▶ Extracted material
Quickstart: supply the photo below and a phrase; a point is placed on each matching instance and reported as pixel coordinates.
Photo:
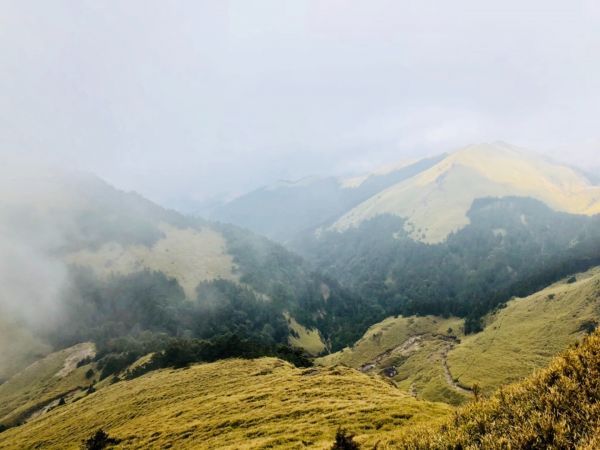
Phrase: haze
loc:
(187, 101)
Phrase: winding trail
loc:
(448, 375)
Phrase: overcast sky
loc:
(191, 99)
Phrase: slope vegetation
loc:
(435, 202)
(557, 408)
(287, 209)
(432, 358)
(232, 404)
(527, 333)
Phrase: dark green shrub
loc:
(344, 441)
(99, 441)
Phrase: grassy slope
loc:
(233, 404)
(518, 339)
(18, 349)
(436, 201)
(302, 337)
(527, 333)
(43, 381)
(557, 408)
(415, 346)
(189, 255)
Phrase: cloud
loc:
(202, 98)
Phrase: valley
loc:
(169, 330)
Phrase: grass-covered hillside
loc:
(411, 351)
(44, 383)
(433, 359)
(435, 202)
(557, 408)
(232, 404)
(528, 332)
(511, 247)
(287, 209)
(115, 269)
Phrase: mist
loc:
(191, 101)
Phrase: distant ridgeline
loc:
(512, 247)
(308, 204)
(130, 315)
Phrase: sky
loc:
(187, 101)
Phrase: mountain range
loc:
(434, 283)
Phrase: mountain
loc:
(432, 358)
(511, 247)
(556, 408)
(231, 404)
(435, 201)
(284, 210)
(83, 261)
(433, 195)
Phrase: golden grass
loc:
(416, 347)
(517, 340)
(308, 339)
(556, 408)
(437, 200)
(526, 334)
(18, 348)
(43, 381)
(232, 404)
(189, 255)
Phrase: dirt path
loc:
(448, 375)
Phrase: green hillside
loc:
(434, 360)
(527, 333)
(437, 200)
(511, 247)
(309, 203)
(133, 275)
(555, 409)
(232, 404)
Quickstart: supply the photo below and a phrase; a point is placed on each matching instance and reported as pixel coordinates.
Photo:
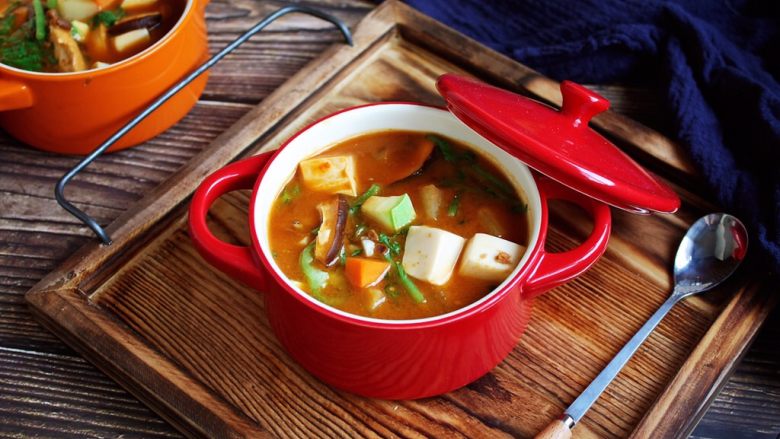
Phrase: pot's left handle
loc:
(234, 260)
(14, 95)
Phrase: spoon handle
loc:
(581, 405)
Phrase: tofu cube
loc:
(490, 258)
(430, 254)
(129, 40)
(335, 175)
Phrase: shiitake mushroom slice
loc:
(148, 20)
(406, 160)
(330, 236)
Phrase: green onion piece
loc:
(316, 279)
(444, 147)
(407, 283)
(370, 192)
(290, 193)
(393, 246)
(40, 21)
(391, 290)
(452, 210)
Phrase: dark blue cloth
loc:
(719, 63)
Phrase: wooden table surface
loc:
(47, 390)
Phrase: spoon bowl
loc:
(710, 252)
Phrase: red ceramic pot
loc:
(385, 358)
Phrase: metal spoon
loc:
(709, 253)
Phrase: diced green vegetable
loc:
(392, 213)
(392, 245)
(40, 20)
(8, 21)
(359, 229)
(316, 279)
(79, 30)
(370, 192)
(452, 210)
(109, 17)
(407, 283)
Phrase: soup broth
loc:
(398, 218)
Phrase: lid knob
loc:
(581, 104)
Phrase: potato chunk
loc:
(66, 50)
(490, 258)
(430, 254)
(334, 175)
(129, 40)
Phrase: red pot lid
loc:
(556, 143)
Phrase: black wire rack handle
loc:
(59, 190)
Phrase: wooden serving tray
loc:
(197, 348)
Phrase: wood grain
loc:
(36, 400)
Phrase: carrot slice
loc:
(365, 272)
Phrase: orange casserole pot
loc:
(73, 113)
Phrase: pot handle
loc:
(234, 260)
(554, 269)
(14, 95)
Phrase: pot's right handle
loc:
(554, 269)
(234, 260)
(14, 95)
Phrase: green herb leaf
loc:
(392, 290)
(40, 21)
(109, 18)
(25, 55)
(452, 210)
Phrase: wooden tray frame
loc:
(62, 299)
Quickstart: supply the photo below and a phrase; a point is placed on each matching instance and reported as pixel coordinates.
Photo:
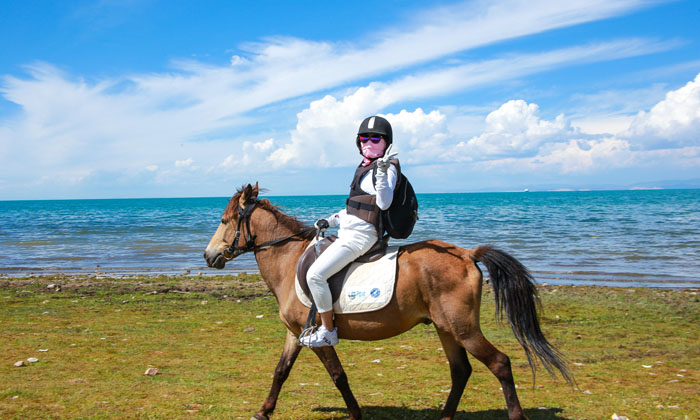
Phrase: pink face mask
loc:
(371, 150)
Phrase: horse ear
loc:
(247, 194)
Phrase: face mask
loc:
(371, 150)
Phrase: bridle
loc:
(244, 216)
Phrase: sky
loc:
(150, 98)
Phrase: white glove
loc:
(383, 162)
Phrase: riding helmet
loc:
(378, 125)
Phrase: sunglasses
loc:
(374, 139)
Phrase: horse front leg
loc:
(330, 360)
(289, 355)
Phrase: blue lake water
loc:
(633, 238)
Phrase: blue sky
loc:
(107, 99)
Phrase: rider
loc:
(360, 222)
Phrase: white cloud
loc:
(516, 128)
(124, 124)
(252, 156)
(673, 122)
(183, 163)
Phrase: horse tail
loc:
(516, 293)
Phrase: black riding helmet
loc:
(377, 125)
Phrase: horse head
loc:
(216, 252)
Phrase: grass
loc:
(634, 352)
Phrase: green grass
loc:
(216, 357)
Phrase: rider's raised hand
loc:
(383, 162)
(321, 225)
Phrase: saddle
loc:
(336, 281)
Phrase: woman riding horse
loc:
(359, 226)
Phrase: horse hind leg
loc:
(289, 356)
(499, 364)
(460, 371)
(330, 361)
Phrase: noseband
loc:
(244, 216)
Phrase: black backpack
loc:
(400, 218)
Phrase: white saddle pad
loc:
(367, 287)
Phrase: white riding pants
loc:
(350, 245)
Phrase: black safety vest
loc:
(364, 205)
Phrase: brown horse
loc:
(436, 283)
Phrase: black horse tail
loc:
(516, 293)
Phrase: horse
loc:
(436, 283)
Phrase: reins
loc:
(244, 215)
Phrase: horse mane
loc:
(291, 222)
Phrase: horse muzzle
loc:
(215, 259)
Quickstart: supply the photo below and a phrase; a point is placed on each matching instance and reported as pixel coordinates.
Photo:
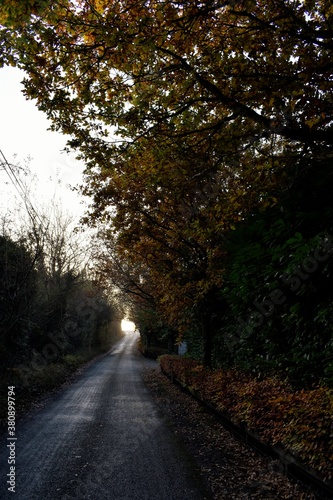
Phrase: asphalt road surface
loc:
(101, 438)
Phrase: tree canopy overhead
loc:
(189, 115)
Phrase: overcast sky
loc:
(23, 132)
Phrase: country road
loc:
(101, 438)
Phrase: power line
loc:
(15, 180)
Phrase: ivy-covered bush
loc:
(300, 421)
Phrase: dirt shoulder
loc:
(229, 468)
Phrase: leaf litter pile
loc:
(229, 469)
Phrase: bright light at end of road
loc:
(127, 326)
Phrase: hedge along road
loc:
(101, 438)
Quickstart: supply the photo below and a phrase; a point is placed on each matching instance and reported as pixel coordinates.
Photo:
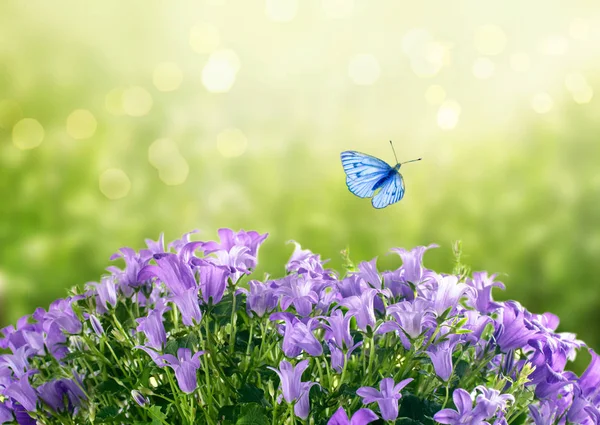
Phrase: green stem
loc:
(291, 412)
(175, 394)
(250, 341)
(371, 355)
(233, 318)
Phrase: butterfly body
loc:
(370, 177)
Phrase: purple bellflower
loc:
(387, 398)
(511, 329)
(298, 336)
(61, 394)
(303, 261)
(213, 281)
(361, 417)
(172, 271)
(464, 413)
(412, 263)
(362, 308)
(447, 293)
(481, 296)
(187, 304)
(153, 327)
(261, 298)
(293, 388)
(441, 357)
(299, 291)
(185, 367)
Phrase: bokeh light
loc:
(427, 56)
(28, 133)
(490, 40)
(555, 45)
(520, 62)
(114, 183)
(579, 88)
(137, 101)
(338, 9)
(219, 74)
(231, 143)
(10, 113)
(172, 167)
(579, 29)
(281, 10)
(435, 94)
(448, 115)
(542, 103)
(81, 124)
(483, 68)
(204, 37)
(167, 76)
(364, 70)
(114, 101)
(233, 114)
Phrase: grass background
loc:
(251, 103)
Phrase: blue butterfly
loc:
(367, 176)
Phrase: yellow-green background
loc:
(499, 98)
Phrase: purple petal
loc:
(369, 394)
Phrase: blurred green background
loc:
(122, 120)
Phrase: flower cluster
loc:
(181, 334)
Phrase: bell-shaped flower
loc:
(464, 413)
(18, 362)
(5, 413)
(261, 298)
(187, 304)
(387, 398)
(367, 271)
(412, 263)
(229, 239)
(481, 296)
(213, 281)
(22, 391)
(298, 336)
(172, 271)
(441, 357)
(447, 293)
(299, 291)
(338, 329)
(412, 317)
(361, 307)
(185, 367)
(511, 330)
(361, 417)
(61, 394)
(303, 261)
(153, 327)
(293, 388)
(490, 401)
(291, 379)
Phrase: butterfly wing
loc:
(363, 172)
(392, 190)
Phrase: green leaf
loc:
(252, 414)
(461, 368)
(107, 414)
(251, 394)
(157, 416)
(172, 347)
(407, 421)
(110, 386)
(227, 413)
(189, 341)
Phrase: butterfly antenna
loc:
(394, 150)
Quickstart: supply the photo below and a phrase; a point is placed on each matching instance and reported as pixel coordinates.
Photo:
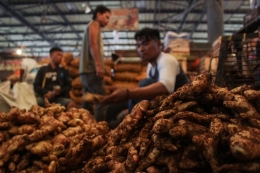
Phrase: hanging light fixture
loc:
(19, 52)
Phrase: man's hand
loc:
(100, 72)
(117, 96)
(50, 95)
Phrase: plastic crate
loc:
(239, 61)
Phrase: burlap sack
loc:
(124, 84)
(77, 100)
(77, 92)
(108, 71)
(108, 80)
(73, 71)
(109, 62)
(67, 58)
(126, 76)
(75, 62)
(129, 67)
(76, 83)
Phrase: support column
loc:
(215, 19)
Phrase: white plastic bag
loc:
(24, 95)
(6, 97)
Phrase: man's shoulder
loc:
(168, 58)
(44, 67)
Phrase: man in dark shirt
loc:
(53, 82)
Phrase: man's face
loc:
(103, 18)
(56, 57)
(148, 49)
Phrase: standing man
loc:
(53, 82)
(164, 73)
(91, 67)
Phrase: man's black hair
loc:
(148, 34)
(100, 9)
(54, 49)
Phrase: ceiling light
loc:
(87, 9)
(18, 51)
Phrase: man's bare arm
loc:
(94, 30)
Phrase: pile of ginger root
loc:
(199, 128)
(48, 140)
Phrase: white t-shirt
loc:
(168, 68)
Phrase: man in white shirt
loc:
(164, 73)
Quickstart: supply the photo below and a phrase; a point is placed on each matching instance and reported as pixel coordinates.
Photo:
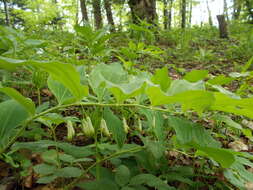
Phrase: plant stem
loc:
(136, 149)
(39, 97)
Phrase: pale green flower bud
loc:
(87, 127)
(139, 127)
(126, 127)
(104, 128)
(71, 130)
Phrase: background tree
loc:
(143, 9)
(84, 11)
(108, 9)
(183, 13)
(237, 6)
(97, 13)
(6, 11)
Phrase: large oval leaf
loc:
(12, 114)
(25, 102)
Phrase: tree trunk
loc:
(222, 26)
(165, 14)
(183, 13)
(237, 6)
(190, 14)
(143, 10)
(170, 14)
(109, 16)
(6, 10)
(97, 13)
(84, 11)
(249, 6)
(210, 20)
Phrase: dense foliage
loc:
(132, 108)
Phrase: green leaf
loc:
(43, 145)
(242, 107)
(101, 184)
(227, 120)
(220, 80)
(196, 100)
(68, 172)
(162, 78)
(117, 81)
(247, 65)
(122, 175)
(67, 75)
(194, 135)
(44, 169)
(220, 155)
(151, 181)
(46, 179)
(115, 126)
(196, 75)
(155, 118)
(25, 102)
(179, 86)
(62, 94)
(12, 114)
(50, 156)
(128, 188)
(11, 64)
(188, 132)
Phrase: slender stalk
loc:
(39, 96)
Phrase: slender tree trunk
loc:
(165, 14)
(108, 9)
(237, 7)
(222, 26)
(190, 14)
(84, 11)
(183, 13)
(77, 12)
(225, 9)
(210, 20)
(97, 13)
(249, 6)
(143, 10)
(7, 15)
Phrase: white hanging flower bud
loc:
(87, 127)
(126, 127)
(104, 128)
(71, 130)
(139, 127)
(153, 122)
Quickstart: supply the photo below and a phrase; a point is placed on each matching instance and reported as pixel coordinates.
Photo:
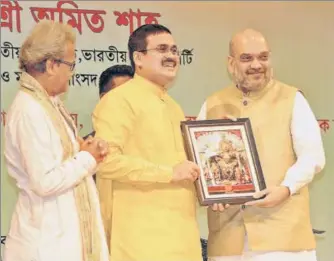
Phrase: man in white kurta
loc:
(45, 225)
(291, 152)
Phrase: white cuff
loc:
(87, 161)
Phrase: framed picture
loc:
(226, 153)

▶ Your goal
Format the stretch from the line containing "Phrase: dense foliage" through the end of the records as a Markdown table with the columns "No." and "Text", giving each line its row number and skipping blank lines. Leave the pictures out of your answer.

▶ Answer to the exercise
| No. | Text |
|---|---|
| 1 | Phrase: dense foliage |
| 2 | loc: |
| 3 | (132, 108) |
| 4 | Phrase: green leaf |
| 5 | loc: |
| 6 | (43, 145) |
| 7 | (242, 107) |
| 8 | (101, 184) |
| 9 | (227, 120) |
| 10 | (220, 80) |
| 11 | (196, 100) |
| 12 | (68, 172) |
| 13 | (162, 78) |
| 14 | (117, 81) |
| 15 | (247, 65) |
| 16 | (122, 175) |
| 17 | (67, 75) |
| 18 | (194, 135) |
| 19 | (44, 169) |
| 20 | (220, 155) |
| 21 | (151, 181) |
| 22 | (46, 179) |
| 23 | (115, 126) |
| 24 | (196, 75) |
| 25 | (155, 118) |
| 26 | (25, 102) |
| 27 | (179, 86) |
| 28 | (62, 94) |
| 29 | (12, 114) |
| 30 | (50, 156) |
| 31 | (128, 188) |
| 32 | (11, 64) |
| 33 | (188, 132) |
| 34 | Phrase: slender stalk |
| 35 | loc: |
| 36 | (39, 96) |
| 37 | Phrase: slender tree trunk |
| 38 | loc: |
| 39 | (165, 14) |
| 40 | (108, 9) |
| 41 | (237, 7) |
| 42 | (222, 26) |
| 43 | (190, 14) |
| 44 | (84, 11) |
| 45 | (183, 13) |
| 46 | (77, 12) |
| 47 | (225, 9) |
| 48 | (210, 20) |
| 49 | (97, 13) |
| 50 | (249, 6) |
| 51 | (143, 10) |
| 52 | (7, 15) |
| 53 | Phrase: white hanging flower bud |
| 54 | loc: |
| 55 | (87, 127) |
| 56 | (126, 127) |
| 57 | (104, 128) |
| 58 | (71, 130) |
| 59 | (139, 127) |
| 60 | (153, 122) |
| 61 | Quickstart: supply the photo below and a phrase; a point is placed on each matching instance and reported as pixel coordinates. |
| 62 | Photo: |
| 63 | Phrase: man in white kurta |
| 64 | loc: |
| 65 | (45, 225) |
| 66 | (291, 152) |
| 67 | Phrase: white cuff |
| 68 | loc: |
| 69 | (87, 161) |
| 70 | Phrase: framed picture |
| 71 | loc: |
| 72 | (226, 153) |